• [PROMPT A] Rewrite the paragraph in the passage on police social media monitoring that begins "“What we would monitor are" as a short bulleted list, keeping its main facts.
• [PROMPT B]
Decide whether each statement below agrees with the passage on police social media monitoring. Answer yes or no for each, and quote the words from the passage that settle it.
(i) The National Privacy Commission asked the task force to consider data privacy in its monitoring.
(ii) The PNP will monitor private social media accounts.
(iii) The JTF COVID Shield Facebook account replaces the Facebook accounts of local police stations as the way to report violations.
• [PROMPT C] Please write out the part of the passage on police social media monitoring that opens with the words "Eleazar assured the" and closes with "will be made.", copying it without changes.

• [TEXT PASSAGE]
According to Eleazar, the official Facebook account of the JTF COVID Shield can be used as an additional avenue for the public to report any violations they see on social media, aside from the existing Facebook accounts of local police stations and other police units.

He called the move an "effort to empower the people not only to help the government in the enforcement of the quarantine rules but also in protecting themselves and their community from hardheaded people who defy the protocols on observation of minimum health safety standard."

NPC: Don't invade privacy when monitoring social media 

After the task force's initial announcement, the National Privacy Commission in a separate statement urged them to be judicious in their monitoring and considerate of data privacy ramifications. 

"In keeping communities safe in this pandemic, leads and evidence gathered from social media and other digital tools to enforce the law must be legally obtained...By monitoring social media, the police must use techniques that are not privacy-intrusive. Law enforcers should be trained to use the medium effectively and reliably to build the confidence and trust of the public, especially netizens," it said.

Eleazar assured the public that the identity and other information of those who would report quarantine violations in social media will be protected and that no violation of privacy will be made.

“The PNP will not monitor private social media accounts because first, it is illegal and second, our local police stations do not have the capability to do it,” said PLt.Gen. Eleazar.

“What we would monitor are blatant violations of quarantine rules such as drinking on the streets and other public places, large parties and celebrations, and illegal gambling such as tupada that are posted by netizens out of frustration for violation of quarantine rules, those reported directly by the netizens to the police through the social media accounts of various police stations and PNP units, and those who would go viral in the social media,” he added.

• [DATA SUPPLIED]

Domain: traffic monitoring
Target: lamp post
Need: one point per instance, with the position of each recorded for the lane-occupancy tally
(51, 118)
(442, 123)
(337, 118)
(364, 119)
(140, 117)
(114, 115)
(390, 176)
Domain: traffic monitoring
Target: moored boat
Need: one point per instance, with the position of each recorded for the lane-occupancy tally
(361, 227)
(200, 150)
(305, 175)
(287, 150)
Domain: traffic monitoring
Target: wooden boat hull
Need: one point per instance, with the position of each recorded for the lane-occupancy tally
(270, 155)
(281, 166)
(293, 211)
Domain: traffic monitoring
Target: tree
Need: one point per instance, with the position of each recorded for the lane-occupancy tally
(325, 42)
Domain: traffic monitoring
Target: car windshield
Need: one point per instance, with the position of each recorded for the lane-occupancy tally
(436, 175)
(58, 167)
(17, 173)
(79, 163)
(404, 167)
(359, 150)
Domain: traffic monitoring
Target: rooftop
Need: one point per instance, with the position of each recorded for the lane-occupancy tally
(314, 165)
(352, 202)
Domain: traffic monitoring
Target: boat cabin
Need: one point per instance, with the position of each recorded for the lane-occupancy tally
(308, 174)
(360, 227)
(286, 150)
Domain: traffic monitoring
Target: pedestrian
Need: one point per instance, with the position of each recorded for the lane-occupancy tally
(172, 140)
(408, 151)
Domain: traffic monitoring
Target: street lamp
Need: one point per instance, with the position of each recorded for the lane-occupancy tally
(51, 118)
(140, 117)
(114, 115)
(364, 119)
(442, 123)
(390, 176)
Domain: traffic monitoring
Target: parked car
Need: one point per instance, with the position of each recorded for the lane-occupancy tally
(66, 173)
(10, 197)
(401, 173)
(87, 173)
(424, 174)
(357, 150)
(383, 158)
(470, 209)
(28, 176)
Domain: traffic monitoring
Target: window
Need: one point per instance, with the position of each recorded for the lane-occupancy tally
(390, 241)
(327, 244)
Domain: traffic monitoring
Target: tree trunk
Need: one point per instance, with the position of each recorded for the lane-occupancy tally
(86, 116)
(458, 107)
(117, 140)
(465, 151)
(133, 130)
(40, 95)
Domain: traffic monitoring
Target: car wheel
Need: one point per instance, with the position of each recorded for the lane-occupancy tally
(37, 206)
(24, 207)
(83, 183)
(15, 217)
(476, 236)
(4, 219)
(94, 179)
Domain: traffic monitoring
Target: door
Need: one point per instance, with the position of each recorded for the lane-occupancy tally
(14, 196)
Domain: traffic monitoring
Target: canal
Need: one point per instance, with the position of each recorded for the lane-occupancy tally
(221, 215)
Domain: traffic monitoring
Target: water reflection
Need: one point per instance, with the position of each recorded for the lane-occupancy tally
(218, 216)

• [WRITTEN RESPONSE A]
What the police would monitor:
- Blatant quarantine violations that netizens post out of frustration, such as drinking on the streets and in other public places, large parties and celebrations, and illegal gambling such as tupada
- Violations that netizens report directly to the police through the social media accounts of police stations and PNP units
- Violations that go viral on social media

• [WRITTEN RESPONSE B]
(i) Yes: "urged them to be judicious in their monitoring and considerate of data privacy ramifications"
(ii) No: "The PNP will not monitor private social media accounts"
(iii) No: "can be used as an additional avenue for the public to report any violations they see on social media, aside from the existing Facebook accounts of local police stations and other police units"

• [WRITTEN RESPONSE C]
Eleazar assured the public that the identity and other information of those who would report quarantine violations in social media will be protected and that no violation of privacy will be made.